» Data items
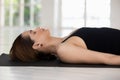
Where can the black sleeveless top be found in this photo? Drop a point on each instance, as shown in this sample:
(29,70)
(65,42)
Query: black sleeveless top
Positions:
(100,39)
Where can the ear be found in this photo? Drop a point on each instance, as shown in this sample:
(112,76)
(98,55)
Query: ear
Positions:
(36,45)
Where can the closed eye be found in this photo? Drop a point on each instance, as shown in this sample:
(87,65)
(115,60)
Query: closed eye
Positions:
(32,32)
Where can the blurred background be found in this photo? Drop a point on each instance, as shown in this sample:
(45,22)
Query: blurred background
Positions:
(60,16)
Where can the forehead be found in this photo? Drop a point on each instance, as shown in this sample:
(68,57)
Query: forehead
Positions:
(25,34)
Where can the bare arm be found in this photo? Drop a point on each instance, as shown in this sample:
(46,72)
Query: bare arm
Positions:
(74,54)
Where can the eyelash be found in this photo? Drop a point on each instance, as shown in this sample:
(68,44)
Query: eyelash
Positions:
(33,32)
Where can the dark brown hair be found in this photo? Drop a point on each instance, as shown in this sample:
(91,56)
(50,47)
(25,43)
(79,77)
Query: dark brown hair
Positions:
(22,50)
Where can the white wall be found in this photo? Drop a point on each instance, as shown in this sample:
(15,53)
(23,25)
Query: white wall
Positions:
(115,13)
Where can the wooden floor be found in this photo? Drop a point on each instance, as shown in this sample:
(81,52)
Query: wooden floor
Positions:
(58,73)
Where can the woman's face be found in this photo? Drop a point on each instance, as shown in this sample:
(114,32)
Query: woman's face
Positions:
(38,35)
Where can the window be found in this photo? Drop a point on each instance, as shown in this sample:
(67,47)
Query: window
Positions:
(84,13)
(17,15)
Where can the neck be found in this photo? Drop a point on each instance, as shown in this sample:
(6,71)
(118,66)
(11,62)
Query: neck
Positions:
(54,42)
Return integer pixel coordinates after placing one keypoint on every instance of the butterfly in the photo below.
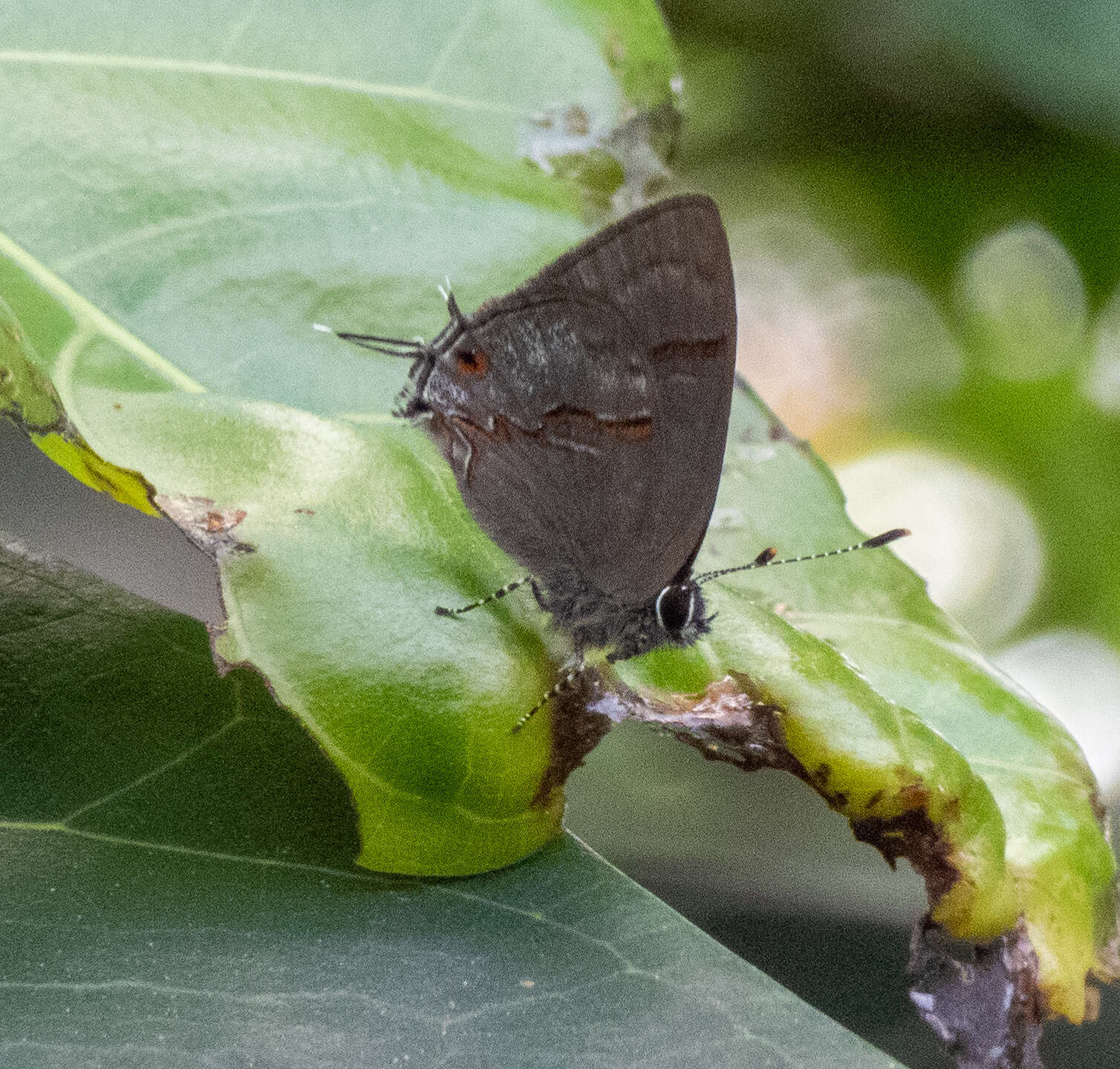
(585, 418)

» Exercise task
Convert the data, from the line holding "Where can the window" through the end of the data, inclusive, into a Markdown table with the columns Row and Content. Put a row number and one line in each row, skip blank lines, and leave the pictures out.

» Worked solution
| Row | Content |
|---|---|
| 1 | Where can the window be found in this photo? Drop a point on each instance, as shown in this sample: |
| 2 | (67,47) |
| 3 | Query: window |
| 4 | Positions: |
| 5 | (84,13) |
| 6 | (17,15) |
| 7 | Where can the neck be found in this photo? Drop a point on each instance, as shown in this sample: |
| 8 | (6,71) |
| 9 | (118,66) |
| 10 | (11,62) |
| 11 | Query: neck |
| 12 | Positions: |
| 13 | (54,42) |
| 14 | Return integer pixel coordinates after placing one keypoint on every instance of the butterfly in the photo below. |
| 15 | (585, 418) |